What you need to do » Show the lines below where "without" occurs.

Excerpted records »
--------

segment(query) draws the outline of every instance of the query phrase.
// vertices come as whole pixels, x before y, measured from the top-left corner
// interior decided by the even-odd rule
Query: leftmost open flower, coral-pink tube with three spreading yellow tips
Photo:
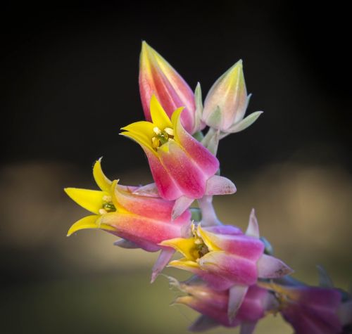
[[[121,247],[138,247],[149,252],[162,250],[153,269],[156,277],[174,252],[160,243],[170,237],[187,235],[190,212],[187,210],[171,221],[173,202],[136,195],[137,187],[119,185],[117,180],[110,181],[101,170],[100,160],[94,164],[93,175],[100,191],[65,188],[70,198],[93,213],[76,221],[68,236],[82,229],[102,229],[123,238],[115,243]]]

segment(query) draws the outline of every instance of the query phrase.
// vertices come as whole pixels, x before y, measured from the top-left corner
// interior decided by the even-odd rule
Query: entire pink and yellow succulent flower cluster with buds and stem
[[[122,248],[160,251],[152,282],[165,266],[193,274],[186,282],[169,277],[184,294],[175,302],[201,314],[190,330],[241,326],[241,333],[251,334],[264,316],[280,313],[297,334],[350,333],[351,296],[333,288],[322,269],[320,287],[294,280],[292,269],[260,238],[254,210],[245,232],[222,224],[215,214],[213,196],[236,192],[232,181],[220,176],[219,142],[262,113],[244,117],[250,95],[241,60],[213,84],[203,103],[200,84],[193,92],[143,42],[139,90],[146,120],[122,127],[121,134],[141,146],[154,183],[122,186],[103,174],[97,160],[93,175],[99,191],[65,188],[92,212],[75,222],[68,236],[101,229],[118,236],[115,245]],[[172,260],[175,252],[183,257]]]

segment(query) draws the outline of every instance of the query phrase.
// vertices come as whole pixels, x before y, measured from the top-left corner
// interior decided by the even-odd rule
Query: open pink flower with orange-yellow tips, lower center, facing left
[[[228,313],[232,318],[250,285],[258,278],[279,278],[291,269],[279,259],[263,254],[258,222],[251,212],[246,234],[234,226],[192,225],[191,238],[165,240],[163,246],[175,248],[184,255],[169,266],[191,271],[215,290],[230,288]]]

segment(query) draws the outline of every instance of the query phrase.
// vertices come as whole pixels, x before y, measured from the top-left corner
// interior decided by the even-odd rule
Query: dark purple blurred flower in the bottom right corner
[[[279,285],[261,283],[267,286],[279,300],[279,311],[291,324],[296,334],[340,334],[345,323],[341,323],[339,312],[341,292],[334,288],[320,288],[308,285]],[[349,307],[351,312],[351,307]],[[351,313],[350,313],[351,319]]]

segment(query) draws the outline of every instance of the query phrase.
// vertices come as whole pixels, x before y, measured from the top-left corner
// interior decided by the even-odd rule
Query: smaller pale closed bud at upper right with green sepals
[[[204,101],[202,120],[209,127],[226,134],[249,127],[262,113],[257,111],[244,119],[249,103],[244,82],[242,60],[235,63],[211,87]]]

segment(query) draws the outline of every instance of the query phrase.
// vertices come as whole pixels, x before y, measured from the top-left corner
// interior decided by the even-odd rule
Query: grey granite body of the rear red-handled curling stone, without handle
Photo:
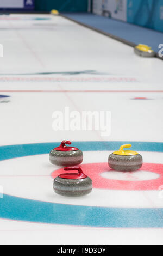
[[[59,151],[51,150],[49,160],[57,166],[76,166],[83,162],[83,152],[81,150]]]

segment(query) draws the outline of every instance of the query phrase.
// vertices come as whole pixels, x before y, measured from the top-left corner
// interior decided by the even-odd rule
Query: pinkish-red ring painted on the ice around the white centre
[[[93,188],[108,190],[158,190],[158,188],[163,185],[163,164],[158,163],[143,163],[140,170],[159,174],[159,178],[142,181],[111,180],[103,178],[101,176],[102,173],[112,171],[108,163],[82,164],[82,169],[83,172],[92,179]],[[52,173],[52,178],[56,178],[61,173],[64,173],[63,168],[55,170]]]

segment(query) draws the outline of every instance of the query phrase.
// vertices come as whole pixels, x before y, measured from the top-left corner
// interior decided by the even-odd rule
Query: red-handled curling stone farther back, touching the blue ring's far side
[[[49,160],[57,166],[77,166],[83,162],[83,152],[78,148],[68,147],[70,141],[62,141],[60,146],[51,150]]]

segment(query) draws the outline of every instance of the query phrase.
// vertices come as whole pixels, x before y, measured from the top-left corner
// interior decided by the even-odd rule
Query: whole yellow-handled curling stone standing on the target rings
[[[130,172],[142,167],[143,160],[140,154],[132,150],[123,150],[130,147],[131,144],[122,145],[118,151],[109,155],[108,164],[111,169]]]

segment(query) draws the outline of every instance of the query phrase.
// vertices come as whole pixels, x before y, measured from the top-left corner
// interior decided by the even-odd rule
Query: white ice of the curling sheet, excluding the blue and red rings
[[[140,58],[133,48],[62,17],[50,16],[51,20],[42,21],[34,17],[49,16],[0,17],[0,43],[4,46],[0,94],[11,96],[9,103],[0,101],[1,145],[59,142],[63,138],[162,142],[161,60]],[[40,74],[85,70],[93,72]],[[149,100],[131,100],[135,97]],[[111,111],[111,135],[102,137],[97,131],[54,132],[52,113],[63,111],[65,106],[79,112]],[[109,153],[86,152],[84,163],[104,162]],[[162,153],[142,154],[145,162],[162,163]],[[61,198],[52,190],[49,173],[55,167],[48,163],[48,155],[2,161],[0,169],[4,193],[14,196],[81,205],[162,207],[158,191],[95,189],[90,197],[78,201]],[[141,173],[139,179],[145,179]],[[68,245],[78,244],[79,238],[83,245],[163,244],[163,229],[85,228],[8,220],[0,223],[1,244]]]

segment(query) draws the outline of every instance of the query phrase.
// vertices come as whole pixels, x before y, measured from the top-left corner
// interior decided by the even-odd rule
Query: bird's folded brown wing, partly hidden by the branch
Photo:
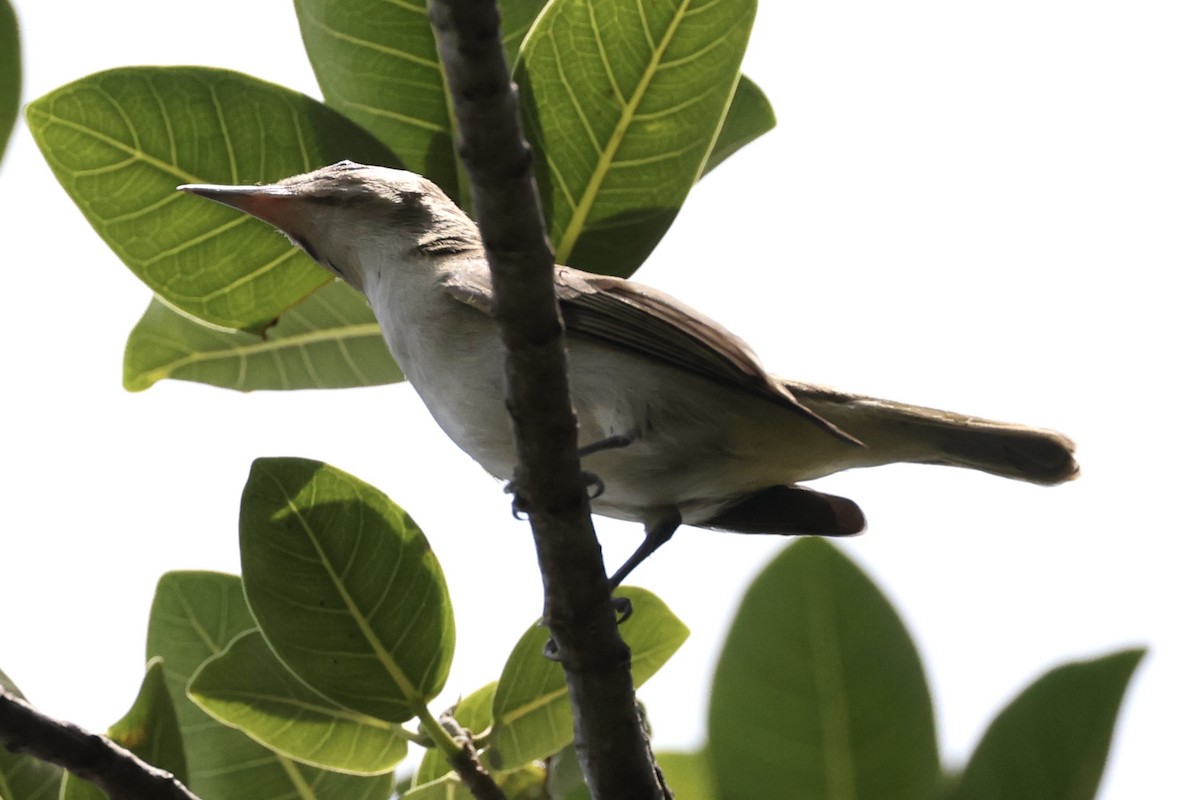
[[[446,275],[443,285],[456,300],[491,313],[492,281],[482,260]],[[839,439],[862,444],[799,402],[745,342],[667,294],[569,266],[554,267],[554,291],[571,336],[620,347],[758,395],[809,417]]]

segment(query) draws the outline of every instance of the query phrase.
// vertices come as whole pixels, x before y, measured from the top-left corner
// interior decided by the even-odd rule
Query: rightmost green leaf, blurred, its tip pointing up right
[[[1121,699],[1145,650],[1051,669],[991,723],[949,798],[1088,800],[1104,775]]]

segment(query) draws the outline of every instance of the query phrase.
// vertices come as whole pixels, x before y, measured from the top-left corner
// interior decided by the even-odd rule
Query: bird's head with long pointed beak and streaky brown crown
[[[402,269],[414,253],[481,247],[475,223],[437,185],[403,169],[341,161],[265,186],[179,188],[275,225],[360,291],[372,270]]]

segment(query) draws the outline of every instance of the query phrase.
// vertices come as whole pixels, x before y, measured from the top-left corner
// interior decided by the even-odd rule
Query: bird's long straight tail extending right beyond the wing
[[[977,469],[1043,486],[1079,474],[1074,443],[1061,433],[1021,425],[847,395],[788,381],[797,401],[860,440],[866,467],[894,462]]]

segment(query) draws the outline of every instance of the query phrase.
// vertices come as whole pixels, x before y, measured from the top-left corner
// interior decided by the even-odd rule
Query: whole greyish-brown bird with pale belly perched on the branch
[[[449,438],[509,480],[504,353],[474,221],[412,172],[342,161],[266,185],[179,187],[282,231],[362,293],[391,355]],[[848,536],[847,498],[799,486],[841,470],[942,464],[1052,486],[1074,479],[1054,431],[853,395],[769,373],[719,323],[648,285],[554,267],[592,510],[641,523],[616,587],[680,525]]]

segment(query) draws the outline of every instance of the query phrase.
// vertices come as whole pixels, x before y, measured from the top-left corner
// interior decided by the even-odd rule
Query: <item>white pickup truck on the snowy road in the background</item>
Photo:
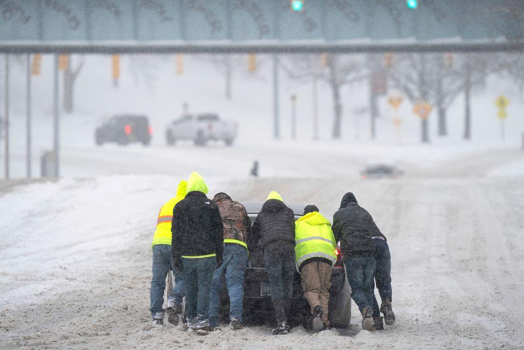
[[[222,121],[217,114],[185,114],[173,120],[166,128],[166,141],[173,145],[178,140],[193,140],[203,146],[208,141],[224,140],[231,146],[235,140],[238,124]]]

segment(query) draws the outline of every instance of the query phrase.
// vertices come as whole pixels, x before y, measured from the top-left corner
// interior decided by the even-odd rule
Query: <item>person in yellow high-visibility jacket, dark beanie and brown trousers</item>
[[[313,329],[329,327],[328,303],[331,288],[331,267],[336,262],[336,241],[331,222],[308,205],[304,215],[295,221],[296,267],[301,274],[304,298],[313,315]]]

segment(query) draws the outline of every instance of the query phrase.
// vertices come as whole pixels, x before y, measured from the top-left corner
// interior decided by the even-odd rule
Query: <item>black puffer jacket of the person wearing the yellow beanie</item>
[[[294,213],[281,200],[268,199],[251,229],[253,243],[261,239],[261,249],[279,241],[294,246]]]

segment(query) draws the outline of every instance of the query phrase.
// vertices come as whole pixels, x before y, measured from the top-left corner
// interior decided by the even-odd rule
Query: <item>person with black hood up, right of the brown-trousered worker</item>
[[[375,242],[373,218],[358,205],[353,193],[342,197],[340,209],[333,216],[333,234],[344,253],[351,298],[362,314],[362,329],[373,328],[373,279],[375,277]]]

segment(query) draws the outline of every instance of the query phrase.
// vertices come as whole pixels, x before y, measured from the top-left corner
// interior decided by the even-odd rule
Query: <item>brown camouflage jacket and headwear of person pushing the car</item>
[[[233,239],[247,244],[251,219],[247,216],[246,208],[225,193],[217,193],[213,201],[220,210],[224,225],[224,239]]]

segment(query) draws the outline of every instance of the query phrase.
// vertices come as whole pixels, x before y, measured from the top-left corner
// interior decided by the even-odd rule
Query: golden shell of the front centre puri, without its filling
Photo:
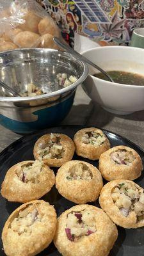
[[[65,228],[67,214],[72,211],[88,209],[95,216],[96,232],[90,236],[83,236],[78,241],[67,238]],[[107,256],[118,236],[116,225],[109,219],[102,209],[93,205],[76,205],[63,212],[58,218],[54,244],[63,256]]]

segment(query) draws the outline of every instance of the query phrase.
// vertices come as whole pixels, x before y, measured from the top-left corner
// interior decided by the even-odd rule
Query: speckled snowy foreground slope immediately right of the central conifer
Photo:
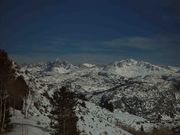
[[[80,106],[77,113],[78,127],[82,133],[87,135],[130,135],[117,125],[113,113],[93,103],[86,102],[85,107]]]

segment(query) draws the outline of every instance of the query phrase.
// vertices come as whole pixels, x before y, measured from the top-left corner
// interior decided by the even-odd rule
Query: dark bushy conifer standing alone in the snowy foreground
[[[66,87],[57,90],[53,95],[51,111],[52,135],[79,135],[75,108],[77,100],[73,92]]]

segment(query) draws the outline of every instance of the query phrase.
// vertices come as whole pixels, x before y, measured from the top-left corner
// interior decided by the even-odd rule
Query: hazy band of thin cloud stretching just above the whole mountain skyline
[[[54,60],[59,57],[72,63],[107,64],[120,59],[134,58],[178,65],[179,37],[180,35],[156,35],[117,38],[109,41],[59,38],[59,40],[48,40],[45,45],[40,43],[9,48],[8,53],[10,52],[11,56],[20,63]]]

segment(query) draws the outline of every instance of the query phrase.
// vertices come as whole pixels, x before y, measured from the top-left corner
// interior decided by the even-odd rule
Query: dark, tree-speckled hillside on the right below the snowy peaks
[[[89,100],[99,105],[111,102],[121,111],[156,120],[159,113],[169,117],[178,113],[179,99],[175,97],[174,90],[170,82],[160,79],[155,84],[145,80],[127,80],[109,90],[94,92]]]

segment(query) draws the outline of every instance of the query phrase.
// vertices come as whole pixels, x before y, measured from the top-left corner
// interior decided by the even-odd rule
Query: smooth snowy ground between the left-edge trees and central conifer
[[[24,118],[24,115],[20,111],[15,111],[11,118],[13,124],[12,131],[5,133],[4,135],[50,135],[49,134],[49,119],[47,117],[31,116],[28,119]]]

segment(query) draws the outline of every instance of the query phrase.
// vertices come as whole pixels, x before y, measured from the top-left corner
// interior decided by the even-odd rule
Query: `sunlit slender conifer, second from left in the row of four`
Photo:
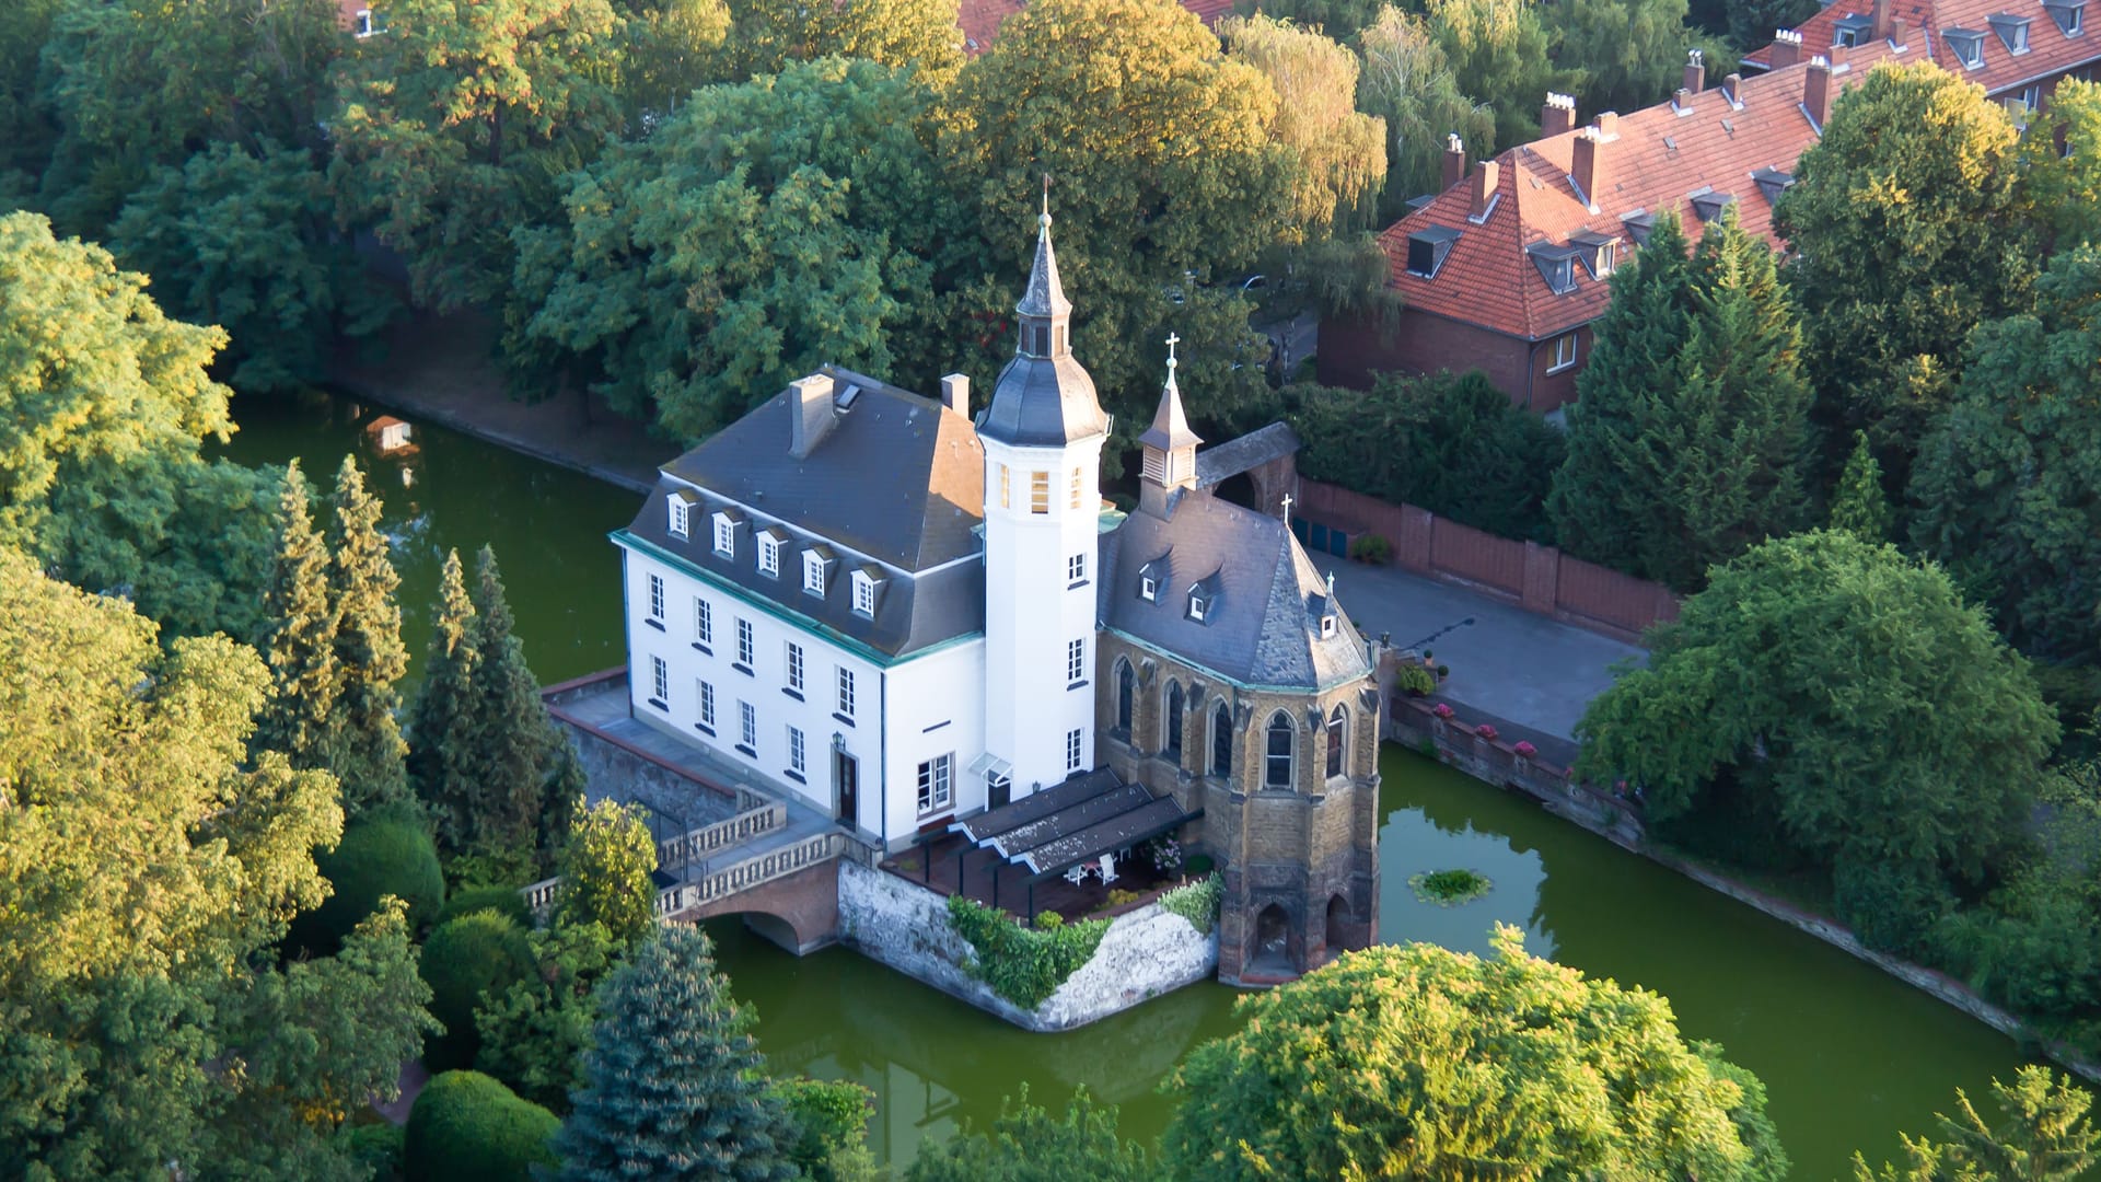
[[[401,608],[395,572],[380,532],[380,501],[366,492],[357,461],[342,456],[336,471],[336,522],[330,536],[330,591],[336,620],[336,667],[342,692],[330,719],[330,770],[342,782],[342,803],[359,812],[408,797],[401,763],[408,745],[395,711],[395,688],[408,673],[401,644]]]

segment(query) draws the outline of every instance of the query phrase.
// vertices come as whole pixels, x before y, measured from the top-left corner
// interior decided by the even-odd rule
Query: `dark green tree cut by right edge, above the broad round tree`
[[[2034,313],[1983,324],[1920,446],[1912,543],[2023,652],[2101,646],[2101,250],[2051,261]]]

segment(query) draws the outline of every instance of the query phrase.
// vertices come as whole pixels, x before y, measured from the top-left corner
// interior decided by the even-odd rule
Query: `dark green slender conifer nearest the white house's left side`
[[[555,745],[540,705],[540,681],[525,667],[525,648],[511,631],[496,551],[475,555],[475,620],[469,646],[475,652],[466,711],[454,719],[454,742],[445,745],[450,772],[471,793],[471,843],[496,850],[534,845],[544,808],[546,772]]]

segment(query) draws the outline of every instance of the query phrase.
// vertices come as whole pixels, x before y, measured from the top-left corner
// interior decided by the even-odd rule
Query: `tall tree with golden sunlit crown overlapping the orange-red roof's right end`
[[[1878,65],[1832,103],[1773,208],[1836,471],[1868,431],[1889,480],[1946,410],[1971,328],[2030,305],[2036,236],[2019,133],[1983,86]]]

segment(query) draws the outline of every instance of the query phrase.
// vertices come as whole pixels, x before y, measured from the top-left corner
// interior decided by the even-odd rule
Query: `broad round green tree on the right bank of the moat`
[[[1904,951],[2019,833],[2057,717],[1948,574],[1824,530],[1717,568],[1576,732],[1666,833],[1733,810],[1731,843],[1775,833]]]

--------

Written response »
Query: grey granite body of the rear red-handled curling stone, without handle
Query: golden shell of the front centre puri, without its filling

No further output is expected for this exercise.